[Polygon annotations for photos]
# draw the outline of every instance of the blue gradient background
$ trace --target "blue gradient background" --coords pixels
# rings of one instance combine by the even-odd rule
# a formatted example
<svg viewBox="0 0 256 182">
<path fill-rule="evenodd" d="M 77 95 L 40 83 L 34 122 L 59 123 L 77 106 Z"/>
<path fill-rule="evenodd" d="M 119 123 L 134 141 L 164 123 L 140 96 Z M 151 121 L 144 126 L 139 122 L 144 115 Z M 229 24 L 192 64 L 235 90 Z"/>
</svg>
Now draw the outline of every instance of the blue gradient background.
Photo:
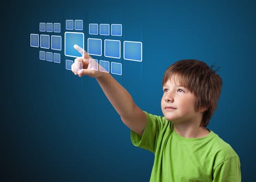
<svg viewBox="0 0 256 182">
<path fill-rule="evenodd" d="M 132 146 L 130 131 L 96 81 L 66 70 L 64 49 L 57 64 L 39 60 L 40 49 L 30 46 L 39 22 L 60 22 L 64 35 L 66 19 L 83 20 L 86 40 L 89 23 L 121 23 L 123 36 L 116 39 L 143 43 L 142 62 L 122 60 L 123 75 L 113 76 L 153 114 L 162 114 L 161 81 L 168 66 L 197 59 L 221 67 L 224 85 L 209 128 L 239 155 L 242 181 L 256 180 L 253 1 L 5 3 L 1 11 L 2 181 L 149 180 L 153 154 Z"/>
</svg>

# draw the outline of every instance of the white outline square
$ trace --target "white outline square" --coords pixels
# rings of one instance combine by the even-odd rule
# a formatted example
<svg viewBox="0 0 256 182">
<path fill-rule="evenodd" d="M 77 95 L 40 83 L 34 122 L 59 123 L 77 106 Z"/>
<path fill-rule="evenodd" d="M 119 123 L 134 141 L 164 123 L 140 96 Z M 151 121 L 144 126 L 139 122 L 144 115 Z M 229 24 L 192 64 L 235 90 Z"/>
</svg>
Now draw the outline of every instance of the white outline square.
<svg viewBox="0 0 256 182">
<path fill-rule="evenodd" d="M 82 22 L 82 29 L 76 29 L 76 22 L 81 21 Z M 75 30 L 83 30 L 83 20 L 75 20 Z"/>
<path fill-rule="evenodd" d="M 45 35 L 45 36 L 47 36 L 47 37 L 48 37 L 48 41 L 48 41 L 49 44 L 48 44 L 48 47 L 42 47 L 42 46 L 41 46 L 41 43 L 42 43 L 42 41 L 41 41 L 41 36 L 42 35 L 44 35 L 44 35 Z M 50 49 L 50 35 L 44 35 L 44 34 L 41 34 L 41 35 L 40 35 L 40 48 L 44 48 L 44 49 Z"/>
<path fill-rule="evenodd" d="M 66 69 L 67 70 L 72 70 L 72 69 L 67 69 L 67 62 L 72 62 L 72 64 L 73 64 L 74 61 L 72 60 L 69 60 L 69 59 L 66 59 L 66 67 L 65 67 Z"/>
<path fill-rule="evenodd" d="M 101 41 L 101 55 L 95 55 L 95 54 L 90 54 L 89 51 L 89 40 L 100 40 Z M 87 52 L 88 53 L 88 54 L 90 55 L 94 55 L 94 56 L 101 56 L 102 55 L 102 40 L 100 38 L 88 38 L 87 39 Z"/>
<path fill-rule="evenodd" d="M 53 37 L 60 37 L 60 49 L 54 49 L 53 48 Z M 52 35 L 51 36 L 51 48 L 53 50 L 62 50 L 62 36 L 60 35 Z"/>
<path fill-rule="evenodd" d="M 41 53 L 44 54 L 44 59 L 41 59 Z M 45 55 L 45 51 L 42 51 L 42 50 L 40 50 L 39 51 L 39 59 L 40 60 L 43 60 L 44 61 L 45 61 L 46 58 L 46 56 Z"/>
<path fill-rule="evenodd" d="M 59 62 L 55 61 L 54 58 L 55 57 L 55 55 L 59 55 Z M 60 63 L 60 54 L 58 53 L 53 53 L 53 62 L 56 62 L 56 63 Z"/>
<path fill-rule="evenodd" d="M 117 74 L 116 73 L 113 73 L 112 72 L 112 63 L 115 63 L 115 64 L 121 64 L 121 74 Z M 111 62 L 111 73 L 114 74 L 117 74 L 118 75 L 122 75 L 122 64 L 120 63 L 119 62 Z"/>
<path fill-rule="evenodd" d="M 79 64 L 79 69 L 77 70 L 77 69 L 76 69 L 76 64 Z M 74 61 L 73 64 L 74 64 L 73 68 L 74 68 L 75 71 L 76 71 L 77 72 L 79 72 L 79 70 L 83 69 L 83 63 L 82 62 Z"/>
<path fill-rule="evenodd" d="M 101 33 L 101 25 L 108 25 L 108 34 L 104 34 Z M 100 24 L 100 35 L 109 35 L 109 24 Z"/>
<path fill-rule="evenodd" d="M 41 30 L 41 24 L 44 24 L 44 30 Z M 46 25 L 45 25 L 45 23 L 39 23 L 39 32 L 45 32 L 46 31 Z"/>
<path fill-rule="evenodd" d="M 38 46 L 35 46 L 31 45 L 31 43 L 32 43 L 32 42 L 31 42 L 31 35 L 37 35 L 37 36 L 38 36 Z M 39 34 L 34 34 L 34 33 L 31 33 L 30 34 L 30 46 L 31 47 L 39 47 Z"/>
<path fill-rule="evenodd" d="M 132 43 L 140 43 L 141 44 L 141 60 L 135 60 L 135 59 L 126 59 L 125 58 L 125 42 L 132 42 Z M 130 61 L 137 61 L 137 62 L 142 61 L 142 43 L 141 42 L 128 41 L 124 41 L 124 59 L 128 60 Z"/>
<path fill-rule="evenodd" d="M 65 32 L 65 35 L 64 35 L 64 54 L 66 56 L 69 56 L 69 57 L 72 57 L 73 58 L 78 58 L 80 56 L 71 56 L 71 55 L 68 55 L 66 54 L 66 33 L 78 33 L 79 34 L 82 34 L 83 35 L 83 48 L 84 49 L 84 34 L 82 32 Z M 80 53 L 81 54 L 81 53 Z M 83 55 L 81 56 L 82 57 L 83 57 Z"/>
<path fill-rule="evenodd" d="M 55 30 L 55 25 L 58 25 L 58 24 L 59 24 L 59 31 L 57 31 Z M 60 23 L 53 23 L 53 32 L 57 32 L 57 33 L 60 32 Z"/>
<path fill-rule="evenodd" d="M 101 62 L 108 62 L 108 71 L 106 71 L 105 70 L 102 70 L 101 68 L 102 68 L 101 67 Z M 103 67 L 102 67 L 103 69 L 104 69 Z M 105 70 L 105 69 L 104 69 Z M 100 60 L 100 71 L 102 71 L 103 72 L 105 72 L 105 73 L 109 73 L 109 61 L 104 61 L 103 60 Z"/>
<path fill-rule="evenodd" d="M 112 34 L 112 25 L 121 25 L 121 35 L 113 35 Z M 123 25 L 121 24 L 111 24 L 111 35 L 119 36 L 121 36 L 123 35 Z"/>
<path fill-rule="evenodd" d="M 52 26 L 52 31 L 48 31 L 47 29 L 48 28 L 48 26 Z M 46 32 L 52 32 L 53 31 L 53 23 L 46 23 Z"/>
<path fill-rule="evenodd" d="M 51 55 L 51 58 L 52 58 L 52 60 L 50 60 L 47 59 L 47 57 L 48 57 L 48 56 L 47 56 L 47 53 L 49 53 L 49 54 L 50 54 Z M 46 52 L 46 59 L 45 59 L 45 60 L 46 60 L 46 61 L 49 61 L 49 62 L 53 62 L 53 53 L 52 53 L 52 52 Z"/>
<path fill-rule="evenodd" d="M 111 41 L 112 42 L 119 42 L 119 57 L 112 57 L 112 56 L 106 56 L 106 41 Z M 104 55 L 105 57 L 106 57 L 107 58 L 117 58 L 117 59 L 120 59 L 121 58 L 121 42 L 118 40 L 112 40 L 109 39 L 105 39 L 104 41 Z"/>
<path fill-rule="evenodd" d="M 90 33 L 90 25 L 91 24 L 96 24 L 97 25 L 97 33 Z M 89 23 L 89 34 L 90 34 L 90 35 L 98 35 L 99 34 L 99 24 L 97 23 Z"/>
<path fill-rule="evenodd" d="M 97 59 L 89 59 L 89 65 L 90 65 L 90 63 L 91 63 L 91 62 L 92 60 L 94 60 L 95 62 L 97 62 L 97 66 L 99 66 Z M 90 69 L 91 70 L 92 70 L 98 71 L 98 70 L 99 70 L 98 67 L 99 66 L 97 66 L 97 69 L 93 69 L 93 68 L 92 68 L 92 68 L 90 68 Z"/>
<path fill-rule="evenodd" d="M 72 29 L 67 29 L 67 21 L 72 21 Z M 74 22 L 73 20 L 66 20 L 66 30 L 74 30 Z"/>
</svg>

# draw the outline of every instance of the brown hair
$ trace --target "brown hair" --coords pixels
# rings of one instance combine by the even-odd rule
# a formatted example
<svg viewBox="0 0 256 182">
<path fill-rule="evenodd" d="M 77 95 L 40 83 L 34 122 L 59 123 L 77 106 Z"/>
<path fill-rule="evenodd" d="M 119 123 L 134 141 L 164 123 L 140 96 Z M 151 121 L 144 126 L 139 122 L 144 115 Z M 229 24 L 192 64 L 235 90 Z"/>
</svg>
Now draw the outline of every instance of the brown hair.
<svg viewBox="0 0 256 182">
<path fill-rule="evenodd" d="M 178 61 L 165 71 L 163 85 L 168 80 L 178 78 L 178 83 L 193 93 L 197 98 L 195 108 L 205 109 L 200 126 L 206 127 L 217 108 L 221 95 L 222 80 L 214 70 L 204 62 L 195 59 Z"/>
</svg>

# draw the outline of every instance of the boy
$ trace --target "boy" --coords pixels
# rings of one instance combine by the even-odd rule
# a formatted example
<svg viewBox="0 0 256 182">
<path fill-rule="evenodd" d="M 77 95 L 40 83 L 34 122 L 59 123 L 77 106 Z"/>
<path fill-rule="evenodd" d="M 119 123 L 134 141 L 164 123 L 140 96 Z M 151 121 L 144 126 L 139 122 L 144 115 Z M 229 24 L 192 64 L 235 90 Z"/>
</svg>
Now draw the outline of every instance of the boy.
<svg viewBox="0 0 256 182">
<path fill-rule="evenodd" d="M 96 78 L 131 129 L 133 144 L 155 154 L 150 181 L 241 181 L 238 156 L 206 128 L 217 107 L 222 85 L 221 78 L 207 64 L 185 60 L 167 68 L 163 79 L 163 117 L 141 110 L 109 74 L 99 71 L 97 63 L 87 53 L 74 47 L 83 54 L 75 60 L 74 74 Z M 84 69 L 78 71 L 80 62 Z"/>
</svg>

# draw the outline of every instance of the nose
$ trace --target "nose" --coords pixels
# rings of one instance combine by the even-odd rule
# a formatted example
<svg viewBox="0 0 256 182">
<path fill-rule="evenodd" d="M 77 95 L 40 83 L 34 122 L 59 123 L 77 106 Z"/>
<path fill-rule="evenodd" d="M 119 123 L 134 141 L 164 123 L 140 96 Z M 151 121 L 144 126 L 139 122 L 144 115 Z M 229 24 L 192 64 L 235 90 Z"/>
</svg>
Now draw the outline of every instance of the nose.
<svg viewBox="0 0 256 182">
<path fill-rule="evenodd" d="M 166 93 L 165 95 L 165 97 L 164 98 L 164 100 L 168 103 L 173 102 L 174 101 L 174 99 L 173 98 L 173 96 L 171 94 L 170 92 L 168 93 Z"/>
</svg>

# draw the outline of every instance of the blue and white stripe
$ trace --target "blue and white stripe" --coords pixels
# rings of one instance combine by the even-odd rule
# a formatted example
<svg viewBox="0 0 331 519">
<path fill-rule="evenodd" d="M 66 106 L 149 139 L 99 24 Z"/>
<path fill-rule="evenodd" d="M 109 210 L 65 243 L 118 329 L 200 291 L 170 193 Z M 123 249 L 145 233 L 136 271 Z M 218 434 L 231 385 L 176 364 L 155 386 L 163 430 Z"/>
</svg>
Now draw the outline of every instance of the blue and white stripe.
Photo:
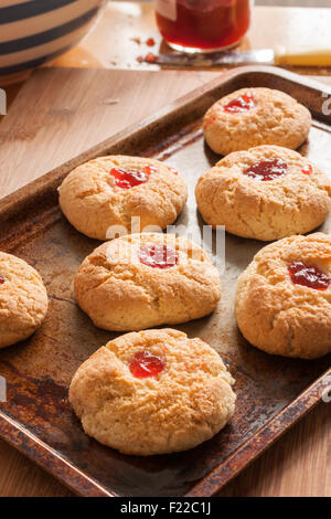
<svg viewBox="0 0 331 519">
<path fill-rule="evenodd" d="M 1 0 L 0 76 L 64 53 L 88 31 L 105 0 Z"/>
</svg>

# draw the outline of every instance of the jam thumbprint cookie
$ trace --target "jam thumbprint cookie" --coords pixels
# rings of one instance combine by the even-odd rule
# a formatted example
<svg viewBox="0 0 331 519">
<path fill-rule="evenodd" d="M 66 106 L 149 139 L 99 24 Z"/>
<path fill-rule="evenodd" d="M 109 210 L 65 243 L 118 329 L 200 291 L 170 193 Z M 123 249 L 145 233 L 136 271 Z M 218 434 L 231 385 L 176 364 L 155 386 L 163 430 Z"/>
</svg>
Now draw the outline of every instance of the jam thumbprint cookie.
<svg viewBox="0 0 331 519">
<path fill-rule="evenodd" d="M 260 145 L 297 149 L 310 126 L 310 112 L 284 92 L 243 88 L 207 110 L 203 133 L 213 151 L 227 155 Z"/>
<path fill-rule="evenodd" d="M 199 179 L 195 197 L 210 225 L 271 241 L 321 225 L 331 209 L 331 182 L 297 151 L 259 146 L 217 162 Z"/>
<path fill-rule="evenodd" d="M 148 225 L 166 229 L 182 211 L 188 190 L 174 168 L 140 157 L 99 157 L 78 166 L 58 188 L 60 206 L 88 237 L 110 240 Z M 132 221 L 134 219 L 134 221 Z"/>
<path fill-rule="evenodd" d="M 79 307 L 106 330 L 134 331 L 211 314 L 221 297 L 205 252 L 174 234 L 130 234 L 106 242 L 75 278 Z"/>
<path fill-rule="evenodd" d="M 235 313 L 243 336 L 268 353 L 329 353 L 331 237 L 291 236 L 264 247 L 239 276 Z"/>
<path fill-rule="evenodd" d="M 127 333 L 74 374 L 70 402 L 86 434 L 124 454 L 186 451 L 231 420 L 234 383 L 201 339 L 172 329 Z"/>
<path fill-rule="evenodd" d="M 0 348 L 28 339 L 47 313 L 39 273 L 23 260 L 0 252 Z"/>
</svg>

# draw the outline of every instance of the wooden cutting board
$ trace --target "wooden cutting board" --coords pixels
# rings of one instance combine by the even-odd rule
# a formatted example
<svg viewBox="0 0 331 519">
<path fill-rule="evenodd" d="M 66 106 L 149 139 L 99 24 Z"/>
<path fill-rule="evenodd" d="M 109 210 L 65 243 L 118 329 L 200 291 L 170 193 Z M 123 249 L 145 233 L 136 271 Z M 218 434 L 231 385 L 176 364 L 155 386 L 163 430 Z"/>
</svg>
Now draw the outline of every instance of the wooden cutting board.
<svg viewBox="0 0 331 519">
<path fill-rule="evenodd" d="M 0 198 L 218 74 L 34 72 L 0 123 Z"/>
</svg>

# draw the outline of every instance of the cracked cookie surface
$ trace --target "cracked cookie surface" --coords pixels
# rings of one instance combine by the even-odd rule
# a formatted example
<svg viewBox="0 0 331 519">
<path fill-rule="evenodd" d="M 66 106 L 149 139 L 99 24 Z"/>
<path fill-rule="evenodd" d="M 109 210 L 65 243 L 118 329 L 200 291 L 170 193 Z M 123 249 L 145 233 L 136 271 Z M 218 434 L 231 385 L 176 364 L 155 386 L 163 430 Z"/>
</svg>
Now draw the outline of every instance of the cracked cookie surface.
<svg viewBox="0 0 331 519">
<path fill-rule="evenodd" d="M 249 176 L 249 168 L 274 161 L 286 165 L 285 174 L 267 181 Z M 199 179 L 195 197 L 210 225 L 225 225 L 237 236 L 271 241 L 321 225 L 331 208 L 331 182 L 297 151 L 259 146 L 220 160 Z"/>
<path fill-rule="evenodd" d="M 314 359 L 331 351 L 331 285 L 317 289 L 293 283 L 289 268 L 302 263 L 329 279 L 330 236 L 314 233 L 267 245 L 238 278 L 238 327 L 267 353 Z"/>
<path fill-rule="evenodd" d="M 164 247 L 170 265 L 151 266 L 153 256 L 145 255 L 152 247 Z M 137 233 L 87 256 L 76 274 L 75 295 L 97 327 L 131 331 L 206 316 L 221 297 L 221 282 L 206 253 L 189 240 Z"/>
<path fill-rule="evenodd" d="M 122 189 L 111 174 L 114 169 L 141 172 L 149 168 L 148 179 L 129 189 Z M 75 168 L 58 188 L 60 206 L 71 224 L 83 234 L 108 240 L 148 225 L 166 229 L 182 211 L 188 190 L 183 179 L 164 162 L 141 157 L 109 156 L 85 162 Z"/>
<path fill-rule="evenodd" d="M 26 262 L 0 252 L 0 348 L 30 337 L 47 311 L 47 293 Z"/>
<path fill-rule="evenodd" d="M 228 103 L 243 96 L 254 99 L 248 110 L 225 110 Z M 203 133 L 212 150 L 225 156 L 261 145 L 297 149 L 307 139 L 310 126 L 310 112 L 293 97 L 270 88 L 243 88 L 206 112 Z"/>
<path fill-rule="evenodd" d="M 137 378 L 137 353 L 161 358 L 156 377 Z M 231 420 L 234 383 L 220 356 L 201 339 L 173 329 L 126 333 L 76 371 L 70 402 L 84 431 L 124 454 L 186 451 Z"/>
</svg>

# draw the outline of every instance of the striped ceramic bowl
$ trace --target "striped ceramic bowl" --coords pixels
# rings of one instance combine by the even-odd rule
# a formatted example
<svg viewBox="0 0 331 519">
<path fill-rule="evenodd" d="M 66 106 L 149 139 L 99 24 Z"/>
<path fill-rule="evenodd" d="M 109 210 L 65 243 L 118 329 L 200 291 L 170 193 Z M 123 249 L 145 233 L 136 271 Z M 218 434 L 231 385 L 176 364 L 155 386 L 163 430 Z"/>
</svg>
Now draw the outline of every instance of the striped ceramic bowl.
<svg viewBox="0 0 331 519">
<path fill-rule="evenodd" d="M 92 28 L 106 0 L 1 0 L 0 84 L 53 60 Z"/>
</svg>

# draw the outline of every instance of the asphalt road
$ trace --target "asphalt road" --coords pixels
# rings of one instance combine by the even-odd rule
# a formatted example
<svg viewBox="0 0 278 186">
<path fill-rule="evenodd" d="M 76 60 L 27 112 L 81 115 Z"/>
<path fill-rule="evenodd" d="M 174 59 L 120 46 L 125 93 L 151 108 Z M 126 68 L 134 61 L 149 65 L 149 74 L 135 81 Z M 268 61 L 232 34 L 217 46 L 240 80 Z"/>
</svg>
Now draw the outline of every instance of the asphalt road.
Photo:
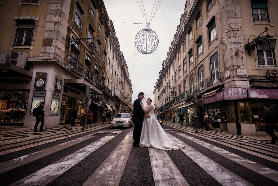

The request |
Replace "white outline square" with "white square frame" in the part of the rows that opens with the line containing "# draw the outline of every instance of the white" and closes with the line containing "66 69 L 67 70", and give those lines again with nothing else changed.

Exercise answer |
# draw the outline of every instance of the white square frame
$ trace --target "white square frame" --coords pixels
# rings of one instance combine by the even-odd rule
# a formatted example
<svg viewBox="0 0 256 182">
<path fill-rule="evenodd" d="M 77 95 L 40 83 L 34 122 L 59 123 L 77 106 Z"/>
<path fill-rule="evenodd" d="M 119 123 L 134 141 L 164 123 L 140 96 Z M 151 121 L 144 126 L 139 122 L 144 115 Z M 229 24 L 192 64 L 235 90 Z"/>
</svg>
Now draw the outline of every instance of the white square frame.
<svg viewBox="0 0 256 182">
<path fill-rule="evenodd" d="M 82 22 L 82 29 L 76 29 L 76 22 L 81 21 Z M 75 30 L 83 30 L 83 20 L 75 20 Z"/>
<path fill-rule="evenodd" d="M 45 35 L 45 36 L 47 36 L 47 37 L 48 37 L 48 41 L 48 41 L 49 44 L 48 44 L 48 47 L 42 47 L 42 46 L 41 46 L 41 43 L 42 43 L 42 41 L 41 41 L 41 36 L 42 35 L 44 35 L 44 35 Z M 50 49 L 50 35 L 44 35 L 44 34 L 41 34 L 41 35 L 40 35 L 40 48 L 44 48 L 44 49 Z"/>
<path fill-rule="evenodd" d="M 66 69 L 67 70 L 72 70 L 72 69 L 67 69 L 67 62 L 72 62 L 72 64 L 73 64 L 74 61 L 72 60 L 69 60 L 69 59 L 66 59 L 66 67 L 65 67 Z"/>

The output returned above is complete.